-- Start of Reading passage --

[thelist] Mark of the Web

John Dowdell jdowdell at adobe.com
Mon Oct 2 15:43:15 CDT 2006


Julian Rickards wrote:
> In Dreamweaver, there is a function called Mark of the Web. Its purpose is
> to insert a comment tag at the top of the page to suggest that the page was
> downloaded from the Internet (<!-- saved from url=(0014)about:internet -->).
> When designing pages that require an Active-X function, such as a page with
> a flash object, IE6 will not allow you to run them locally unless you either
> (1) click the popup bar in IE to allow the scripting to run or (2) insert
> this Mark of the Web into the page.
> If I left this Mark of the Web in the page and uploaded the page to my web
> site, might this pose a security issue for another user? Although there is
> an "Insert Mark of the Web", there is no "Remove Mark of the Web" so I am
> assuming that there is no security issue associated with this.

-- End of Reading passage --
-- Start of Data records --

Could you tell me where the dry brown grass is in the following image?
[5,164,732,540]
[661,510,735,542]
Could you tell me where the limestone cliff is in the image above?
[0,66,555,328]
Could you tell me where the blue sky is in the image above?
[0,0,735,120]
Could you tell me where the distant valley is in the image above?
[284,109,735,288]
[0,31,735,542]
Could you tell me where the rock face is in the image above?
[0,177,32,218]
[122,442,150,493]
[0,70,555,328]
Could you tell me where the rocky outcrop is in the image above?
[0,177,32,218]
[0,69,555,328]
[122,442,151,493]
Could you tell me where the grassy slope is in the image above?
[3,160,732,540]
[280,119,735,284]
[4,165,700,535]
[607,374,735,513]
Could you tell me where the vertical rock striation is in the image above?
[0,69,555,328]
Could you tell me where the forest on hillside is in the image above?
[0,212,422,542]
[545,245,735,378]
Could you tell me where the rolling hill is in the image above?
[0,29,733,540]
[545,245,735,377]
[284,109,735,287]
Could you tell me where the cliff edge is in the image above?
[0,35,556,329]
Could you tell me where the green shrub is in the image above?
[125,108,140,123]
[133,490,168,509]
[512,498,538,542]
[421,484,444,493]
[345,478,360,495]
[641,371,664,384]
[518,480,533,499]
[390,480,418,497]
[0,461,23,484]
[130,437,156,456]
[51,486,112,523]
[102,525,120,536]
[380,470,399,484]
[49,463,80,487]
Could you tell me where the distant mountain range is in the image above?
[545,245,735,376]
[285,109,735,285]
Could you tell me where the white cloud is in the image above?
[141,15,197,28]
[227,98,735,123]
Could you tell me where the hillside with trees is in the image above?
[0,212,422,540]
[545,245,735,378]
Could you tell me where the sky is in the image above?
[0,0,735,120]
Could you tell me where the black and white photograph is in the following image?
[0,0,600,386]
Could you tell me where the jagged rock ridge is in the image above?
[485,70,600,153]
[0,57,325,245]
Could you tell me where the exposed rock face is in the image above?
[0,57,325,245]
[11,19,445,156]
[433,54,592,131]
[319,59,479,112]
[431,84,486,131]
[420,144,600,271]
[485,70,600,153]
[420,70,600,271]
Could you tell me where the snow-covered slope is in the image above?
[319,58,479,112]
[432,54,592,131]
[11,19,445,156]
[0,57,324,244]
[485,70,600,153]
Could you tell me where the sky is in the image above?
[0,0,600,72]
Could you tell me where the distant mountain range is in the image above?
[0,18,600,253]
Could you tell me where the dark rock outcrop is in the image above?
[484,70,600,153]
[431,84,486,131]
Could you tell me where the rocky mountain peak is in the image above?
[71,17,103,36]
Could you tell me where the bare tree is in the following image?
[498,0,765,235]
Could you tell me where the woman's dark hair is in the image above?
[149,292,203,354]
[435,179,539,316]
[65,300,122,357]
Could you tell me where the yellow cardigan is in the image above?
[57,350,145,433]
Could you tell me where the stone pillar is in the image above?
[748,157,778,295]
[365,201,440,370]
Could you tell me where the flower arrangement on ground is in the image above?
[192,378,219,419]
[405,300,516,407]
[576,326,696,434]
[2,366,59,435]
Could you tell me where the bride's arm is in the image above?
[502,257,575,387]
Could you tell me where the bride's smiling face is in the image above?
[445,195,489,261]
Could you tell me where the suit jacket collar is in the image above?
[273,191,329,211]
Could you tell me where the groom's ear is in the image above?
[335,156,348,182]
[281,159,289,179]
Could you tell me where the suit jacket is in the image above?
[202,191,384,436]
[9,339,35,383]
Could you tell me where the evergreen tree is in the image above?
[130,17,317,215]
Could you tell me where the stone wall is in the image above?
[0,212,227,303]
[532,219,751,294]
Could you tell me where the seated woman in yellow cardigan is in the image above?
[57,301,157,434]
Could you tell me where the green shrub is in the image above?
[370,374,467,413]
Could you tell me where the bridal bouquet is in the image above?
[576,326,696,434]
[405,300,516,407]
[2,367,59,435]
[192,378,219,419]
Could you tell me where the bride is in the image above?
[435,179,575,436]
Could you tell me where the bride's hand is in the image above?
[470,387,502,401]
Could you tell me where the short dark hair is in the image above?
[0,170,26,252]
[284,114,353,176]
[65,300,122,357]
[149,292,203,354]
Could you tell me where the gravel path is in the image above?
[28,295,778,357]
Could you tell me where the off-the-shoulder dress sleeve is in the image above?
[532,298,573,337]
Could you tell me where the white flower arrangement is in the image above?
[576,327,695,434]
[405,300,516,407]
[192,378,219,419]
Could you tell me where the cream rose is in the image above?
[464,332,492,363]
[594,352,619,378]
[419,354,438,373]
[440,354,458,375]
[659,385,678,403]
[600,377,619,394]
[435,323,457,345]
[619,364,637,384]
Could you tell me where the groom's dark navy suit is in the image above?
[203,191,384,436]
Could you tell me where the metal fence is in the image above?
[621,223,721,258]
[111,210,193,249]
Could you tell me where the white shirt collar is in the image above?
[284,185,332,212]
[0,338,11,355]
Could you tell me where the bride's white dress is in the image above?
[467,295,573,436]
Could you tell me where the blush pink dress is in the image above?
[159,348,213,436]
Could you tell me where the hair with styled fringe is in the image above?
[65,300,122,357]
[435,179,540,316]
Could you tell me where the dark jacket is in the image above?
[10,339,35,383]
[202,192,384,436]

-- End of Data records --

## Set task A
Update the collection entries from the first one through the line containing "[0,31,735,542]" by changing "limestone cliff" to "sandstone cliff", and give those lines again with nothing else altered.
## Set task B
Continue the mailing list post about the Mark of the Web from the point where it stops.

## Task answer A
Could you tell me where the dry brown grass is in the following image?
[5,164,732,540]
[661,510,735,542]
Could you tell me where the sandstone cliff is in the image above?
[0,66,555,328]
Could you tell me where the blue sky is in the image above?
[0,0,735,120]
Could you tell me where the distant valley is in the image above?
[284,109,735,288]
[0,31,735,542]

## Task answer B
My memory is that IE6 or so introduced that "mark of the web" indicator 
so that you could develop and view your page on your local machine in 
the Microsoft browser... the HTML would be "marked" as a document which 
could enjoy full web privileges, rather than being handled as a local 
file, which might be subject to stricter security permissions.

(Other browsers haven't had to have this same taxonomy of security zones 
and what-all, because Microsoft's original design included 
system-altering abilities in their reader for documents you might browse 
to on the web.)

Summary: I don't remember any impact on normal web viewing of such HTML 
with a "mark of the web" tag -- that marker was originally for use when 
developing, and viewing web content from your local machine instead.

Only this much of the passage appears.